__WRITTEN REQUEST__: Which lines in the listing below contain the word "woman"? Copy each of them out in full.

__DATA FOR THIS EXERCISE__:
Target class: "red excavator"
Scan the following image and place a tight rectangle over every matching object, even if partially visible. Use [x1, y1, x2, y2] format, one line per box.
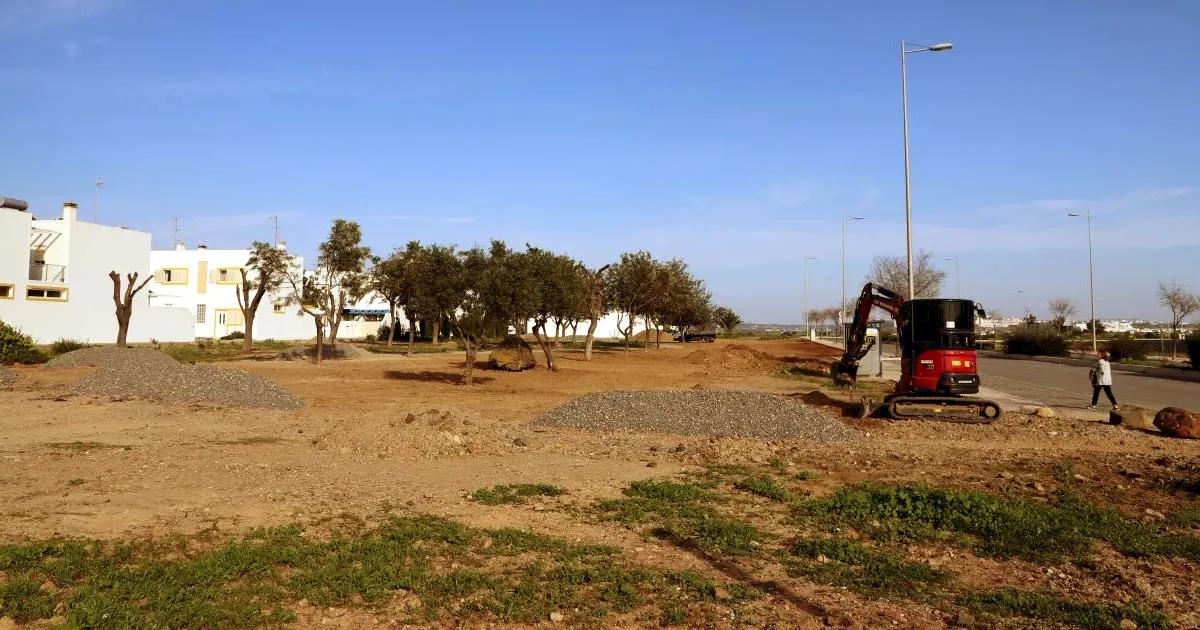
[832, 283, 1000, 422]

--

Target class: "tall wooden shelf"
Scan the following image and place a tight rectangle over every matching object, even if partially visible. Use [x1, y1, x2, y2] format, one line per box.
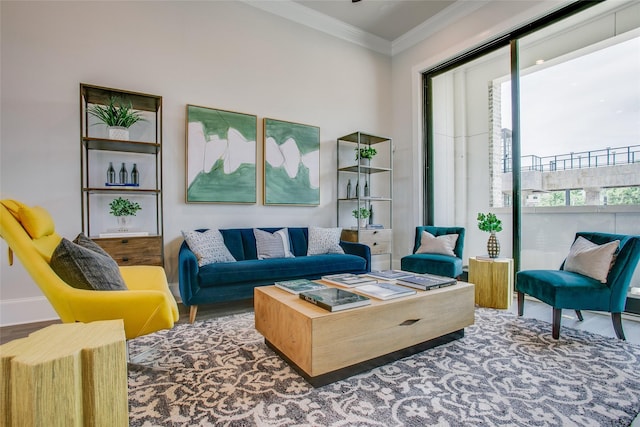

--

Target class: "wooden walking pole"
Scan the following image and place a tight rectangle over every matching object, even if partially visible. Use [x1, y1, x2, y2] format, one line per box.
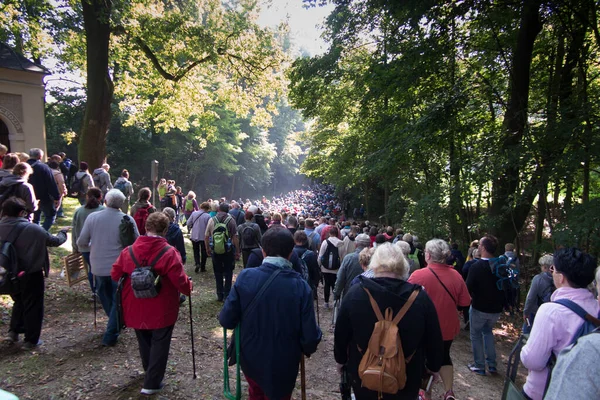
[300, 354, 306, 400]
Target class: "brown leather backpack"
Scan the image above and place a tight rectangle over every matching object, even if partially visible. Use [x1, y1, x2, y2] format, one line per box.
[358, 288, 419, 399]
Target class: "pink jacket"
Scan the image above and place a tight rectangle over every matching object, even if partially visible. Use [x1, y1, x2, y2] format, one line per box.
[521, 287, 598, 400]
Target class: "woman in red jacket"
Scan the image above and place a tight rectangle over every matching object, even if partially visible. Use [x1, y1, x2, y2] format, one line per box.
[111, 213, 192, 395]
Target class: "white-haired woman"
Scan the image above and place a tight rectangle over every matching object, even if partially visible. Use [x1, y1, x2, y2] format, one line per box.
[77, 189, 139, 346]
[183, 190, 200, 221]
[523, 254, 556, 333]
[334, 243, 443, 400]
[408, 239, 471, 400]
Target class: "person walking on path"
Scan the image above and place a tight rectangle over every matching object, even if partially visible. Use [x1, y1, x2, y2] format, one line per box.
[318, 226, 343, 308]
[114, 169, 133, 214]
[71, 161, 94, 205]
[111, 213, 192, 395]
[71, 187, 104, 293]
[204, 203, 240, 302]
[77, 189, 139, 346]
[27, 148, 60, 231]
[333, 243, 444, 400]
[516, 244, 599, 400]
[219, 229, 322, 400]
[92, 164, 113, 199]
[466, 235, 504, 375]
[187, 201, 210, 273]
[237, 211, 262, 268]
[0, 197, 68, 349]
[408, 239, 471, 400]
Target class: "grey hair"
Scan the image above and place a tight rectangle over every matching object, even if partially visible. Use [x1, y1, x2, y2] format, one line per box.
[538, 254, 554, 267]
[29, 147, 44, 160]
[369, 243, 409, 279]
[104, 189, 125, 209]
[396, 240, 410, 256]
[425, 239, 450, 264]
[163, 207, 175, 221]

__CORRECT ANSWER__:
Target class: "woman in red jacket"
Target class: "white-haired woman"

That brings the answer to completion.